> [Raw records]
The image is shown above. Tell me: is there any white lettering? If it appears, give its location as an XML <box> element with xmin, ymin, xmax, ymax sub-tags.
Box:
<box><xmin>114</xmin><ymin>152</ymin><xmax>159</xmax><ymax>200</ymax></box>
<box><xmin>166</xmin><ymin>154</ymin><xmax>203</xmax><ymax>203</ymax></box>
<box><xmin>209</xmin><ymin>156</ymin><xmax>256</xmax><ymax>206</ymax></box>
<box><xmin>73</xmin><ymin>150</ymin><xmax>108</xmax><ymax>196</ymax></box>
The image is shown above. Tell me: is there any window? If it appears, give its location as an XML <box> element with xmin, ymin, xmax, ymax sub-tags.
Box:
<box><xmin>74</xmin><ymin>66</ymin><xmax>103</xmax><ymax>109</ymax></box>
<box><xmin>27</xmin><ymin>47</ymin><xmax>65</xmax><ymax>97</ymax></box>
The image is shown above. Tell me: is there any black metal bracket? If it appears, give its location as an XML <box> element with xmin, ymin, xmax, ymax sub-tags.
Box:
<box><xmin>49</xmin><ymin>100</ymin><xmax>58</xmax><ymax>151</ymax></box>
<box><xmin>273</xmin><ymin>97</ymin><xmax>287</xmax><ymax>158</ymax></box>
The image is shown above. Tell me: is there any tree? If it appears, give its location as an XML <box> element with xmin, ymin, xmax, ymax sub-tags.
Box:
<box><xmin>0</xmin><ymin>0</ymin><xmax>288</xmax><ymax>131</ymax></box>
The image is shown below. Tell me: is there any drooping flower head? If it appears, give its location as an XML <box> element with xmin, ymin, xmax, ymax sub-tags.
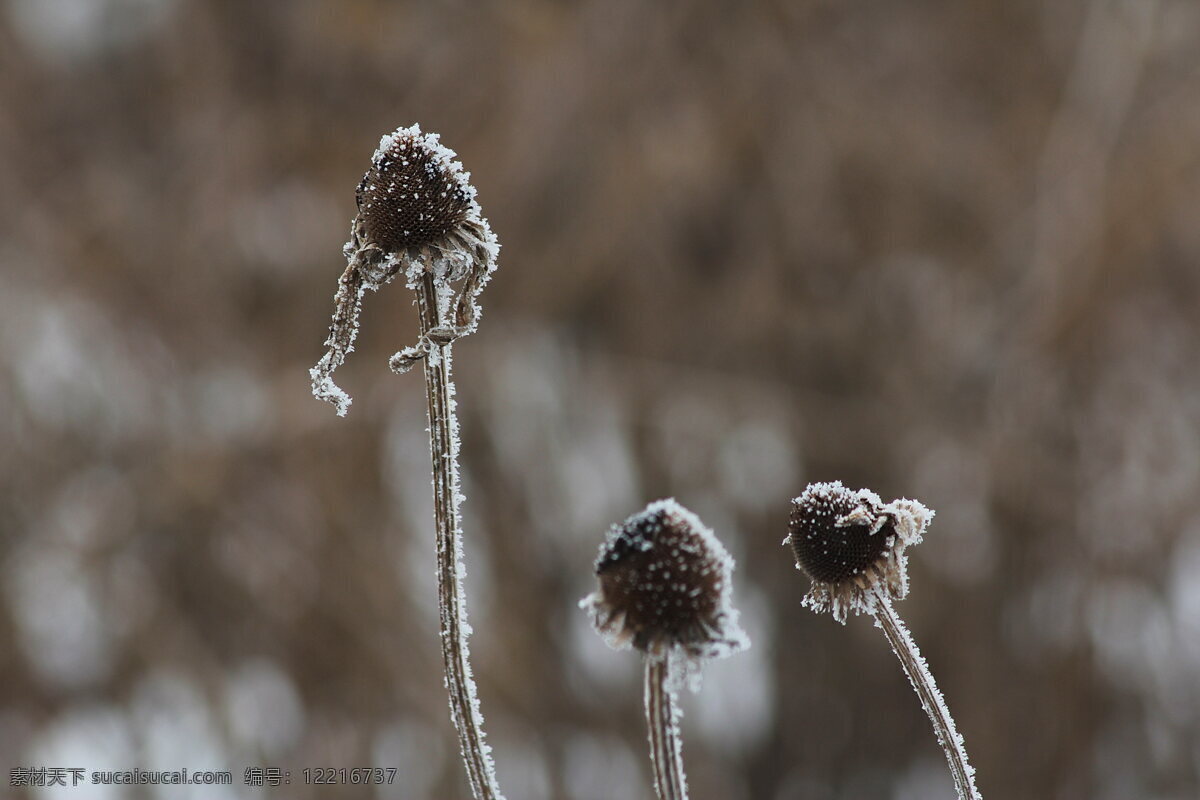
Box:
<box><xmin>580</xmin><ymin>500</ymin><xmax>748</xmax><ymax>660</ymax></box>
<box><xmin>310</xmin><ymin>125</ymin><xmax>500</xmax><ymax>415</ymax></box>
<box><xmin>784</xmin><ymin>481</ymin><xmax>934</xmax><ymax>622</ymax></box>
<box><xmin>347</xmin><ymin>125</ymin><xmax>496</xmax><ymax>277</ymax></box>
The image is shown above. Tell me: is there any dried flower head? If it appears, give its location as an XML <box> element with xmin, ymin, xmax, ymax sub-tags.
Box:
<box><xmin>784</xmin><ymin>481</ymin><xmax>934</xmax><ymax>622</ymax></box>
<box><xmin>310</xmin><ymin>125</ymin><xmax>500</xmax><ymax>415</ymax></box>
<box><xmin>580</xmin><ymin>500</ymin><xmax>748</xmax><ymax>658</ymax></box>
<box><xmin>347</xmin><ymin>125</ymin><xmax>494</xmax><ymax>270</ymax></box>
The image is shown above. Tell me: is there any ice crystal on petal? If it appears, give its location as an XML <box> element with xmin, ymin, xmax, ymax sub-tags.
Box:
<box><xmin>784</xmin><ymin>481</ymin><xmax>934</xmax><ymax>622</ymax></box>
<box><xmin>310</xmin><ymin>125</ymin><xmax>500</xmax><ymax>415</ymax></box>
<box><xmin>580</xmin><ymin>499</ymin><xmax>749</xmax><ymax>686</ymax></box>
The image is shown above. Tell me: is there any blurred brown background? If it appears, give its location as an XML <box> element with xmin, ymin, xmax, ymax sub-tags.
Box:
<box><xmin>0</xmin><ymin>0</ymin><xmax>1200</xmax><ymax>800</ymax></box>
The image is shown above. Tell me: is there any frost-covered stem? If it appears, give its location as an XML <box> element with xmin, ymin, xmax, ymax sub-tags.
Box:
<box><xmin>416</xmin><ymin>271</ymin><xmax>504</xmax><ymax>800</ymax></box>
<box><xmin>646</xmin><ymin>652</ymin><xmax>688</xmax><ymax>800</ymax></box>
<box><xmin>874</xmin><ymin>590</ymin><xmax>982</xmax><ymax>800</ymax></box>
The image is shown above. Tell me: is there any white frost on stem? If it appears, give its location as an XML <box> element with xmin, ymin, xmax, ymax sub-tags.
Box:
<box><xmin>418</xmin><ymin>273</ymin><xmax>504</xmax><ymax>800</ymax></box>
<box><xmin>646</xmin><ymin>649</ymin><xmax>688</xmax><ymax>800</ymax></box>
<box><xmin>870</xmin><ymin>590</ymin><xmax>983</xmax><ymax>800</ymax></box>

> [Problem] Recast every line of the records above as a Markdown table with two columns, Row and Text, numbering the rows in order and skipping blank lines. Leave the pictures out.

> [Result for this exercise]
| Row | Text |
|---|---|
| 1 | The image is shown above. Tell me: is there any white lettering? If it appears, give its location as an XML <box> element with xmin, ymin, xmax, ymax sub-tags. |
| 2 | Box: |
| 3 | <box><xmin>114</xmin><ymin>152</ymin><xmax>159</xmax><ymax>200</ymax></box> |
| 4 | <box><xmin>166</xmin><ymin>154</ymin><xmax>203</xmax><ymax>203</ymax></box> |
| 5 | <box><xmin>209</xmin><ymin>156</ymin><xmax>256</xmax><ymax>206</ymax></box> |
| 6 | <box><xmin>73</xmin><ymin>150</ymin><xmax>108</xmax><ymax>196</ymax></box> |
| 7 | The image is shown above. Tell me: is there any window? If it appears, give its location as an XML <box> element with xmin, ymin, xmax, ymax sub-tags. |
| 8 | Box: |
| 9 | <box><xmin>74</xmin><ymin>66</ymin><xmax>103</xmax><ymax>109</ymax></box> |
| 10 | <box><xmin>27</xmin><ymin>47</ymin><xmax>65</xmax><ymax>97</ymax></box> |
| 11 | The image is shown above. Tell me: is there any black metal bracket? If it appears, give its location as an XML <box> element with xmin, ymin, xmax, ymax sub-tags. |
| 12 | Box: |
| 13 | <box><xmin>49</xmin><ymin>100</ymin><xmax>58</xmax><ymax>151</ymax></box> |
| 14 | <box><xmin>273</xmin><ymin>97</ymin><xmax>287</xmax><ymax>158</ymax></box> |
| 15 | The image is shown above. Tell me: is there any tree? If it appears, give its location as an XML <box> element with xmin, ymin, xmax, ymax sub-tags. |
| 16 | Box: |
| 17 | <box><xmin>0</xmin><ymin>0</ymin><xmax>288</xmax><ymax>131</ymax></box> |
| 18 | The image is shown below. Tell me: is there any drooping flower head? If it appears, give its location as an XML <box> element with xmin, ymin, xmax, ymax sub-tags. |
| 19 | Box: |
| 20 | <box><xmin>580</xmin><ymin>500</ymin><xmax>748</xmax><ymax>660</ymax></box> |
| 21 | <box><xmin>310</xmin><ymin>125</ymin><xmax>500</xmax><ymax>415</ymax></box> |
| 22 | <box><xmin>784</xmin><ymin>481</ymin><xmax>934</xmax><ymax>622</ymax></box> |
| 23 | <box><xmin>347</xmin><ymin>125</ymin><xmax>496</xmax><ymax>277</ymax></box> |
| 24 | The image is shown above. Tell me: is there any dried flower head? If it appears, give its location as an XML <box> element with xmin, ymin, xmax, ymax sub-tags. |
| 25 | Box: |
| 26 | <box><xmin>784</xmin><ymin>481</ymin><xmax>934</xmax><ymax>622</ymax></box> |
| 27 | <box><xmin>310</xmin><ymin>125</ymin><xmax>500</xmax><ymax>415</ymax></box> |
| 28 | <box><xmin>580</xmin><ymin>500</ymin><xmax>748</xmax><ymax>658</ymax></box> |
| 29 | <box><xmin>347</xmin><ymin>125</ymin><xmax>494</xmax><ymax>270</ymax></box> |
| 30 | The image is shown above. Tell me: is there any ice crystal on petal? If it appears, give its location as an XML <box> element with xmin, ymin, xmax, ymax sub-tags. |
| 31 | Box: |
| 32 | <box><xmin>784</xmin><ymin>481</ymin><xmax>934</xmax><ymax>622</ymax></box> |
| 33 | <box><xmin>310</xmin><ymin>125</ymin><xmax>500</xmax><ymax>415</ymax></box> |
| 34 | <box><xmin>580</xmin><ymin>499</ymin><xmax>749</xmax><ymax>686</ymax></box> |
| 35 | The image is shown above. Tell me: is there any blurred brown background? If it appears, give its location as an XML <box> element with xmin, ymin, xmax, ymax sub-tags. |
| 36 | Box: |
| 37 | <box><xmin>0</xmin><ymin>0</ymin><xmax>1200</xmax><ymax>800</ymax></box> |
| 38 | The image is shown above. Tell me: is there any frost-covered stem? If it appears, give its location as an XML <box> element with xmin, ymin, xmax, ymax sub-tags. |
| 39 | Box: |
| 40 | <box><xmin>416</xmin><ymin>271</ymin><xmax>504</xmax><ymax>800</ymax></box> |
| 41 | <box><xmin>646</xmin><ymin>652</ymin><xmax>688</xmax><ymax>800</ymax></box> |
| 42 | <box><xmin>874</xmin><ymin>590</ymin><xmax>982</xmax><ymax>800</ymax></box> |
| 43 | The image is shown above. Tell me: is there any white frost on stem? If it appears, give its location as an XML <box> element with xmin, ymin, xmax, ymax sub-tags. |
| 44 | Box: |
| 45 | <box><xmin>418</xmin><ymin>273</ymin><xmax>504</xmax><ymax>800</ymax></box> |
| 46 | <box><xmin>646</xmin><ymin>649</ymin><xmax>688</xmax><ymax>800</ymax></box> |
| 47 | <box><xmin>870</xmin><ymin>590</ymin><xmax>983</xmax><ymax>800</ymax></box> |